Monday, July 16, 2007

Shiny Happy People

So I'm listening to this bunch of 90's covers by The Hunt For Yoshi (appropriately titled Nintendo Goes 90's), and they're really quite faithful to the original material, except they sound like they're being played through a Nintendo Entertainment System (yes, the 1985 one) sound processor. It's fun, but you really have to be into that sort of thing. The cover of Depeche Mode's "Somebody" is actually better than the original, I think, but equally depressing for the die-hard emo Depeche Mode fan.

I'm in a financial/business news kind of mood today:

Gerber is recalling half a million packs of organic rice and organic oatmeal cereal that may pose a choking hazard to infants. The non-organic stuff apparently doesn't have this issue. So take that, you damn hippies. You're just going to have to feed your kids the same genetically engineered stuff that your parents gave you when you were a baby.

If you're in college right now, I'm sorry, but your books are probably going to cost even more, since Houghton-Mifflin is buying the Harcourt divisions of Reed Elsevier, which, if I look over my old college textbooks, basically breaks down to ... over seventy-five percent of what I've got. Not only that, but consider the implications for potential abuse, such as if the head honchos at Houghton-Mifflin were to one day go, "You know what? The Holocaust was bullshit. We're not putting that in the history books anymore." I'm pretty sure that just about all of my high school textbooks (outside the Norton literature anthologies) were from either Houghton-Mifflin or Harcourt-Brace, so it doesn't bode well for anyone in the future.

Supplied data —

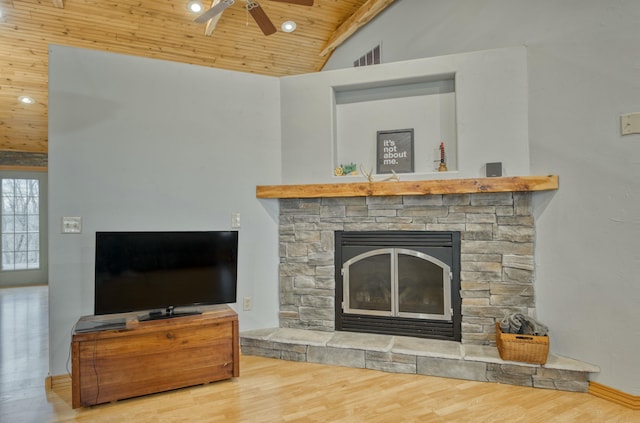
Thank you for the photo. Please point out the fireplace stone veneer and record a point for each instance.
(496, 263)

Exercises —
1: Reproduce the part of the blog post that opens with the words containing "If you're in" and closes with "in the future.".
2: According to the blog post, which company is buying the Harcourt divisions of Reed Elsevier?
The listing has nothing to do with the blog post.

Task-by-task answers —
1:
If you're in college right now, I'm sorry, but your books are probably going to cost even more, since Houghton-Mifflin is buying the Harcourt divisions of Reed Elsevier, which, if I look over my old college textbooks, basically breaks down to ... over seventy-five percent of what I've got. Not only that, but consider the implications for potential abuse, such as if the head honchos at Houghton-Mifflin were to one day go, "You know what? The Holocaust was bullshit. We're not putting that in the history books anymore." I'm pretty sure that just about all of my high school textbooks (outside the Norton literature anthologies) were from either Houghton-Mifflin or Harcourt-Brace, so it doesn't bode well for anyone in the future.

2: Houghton-Mifflin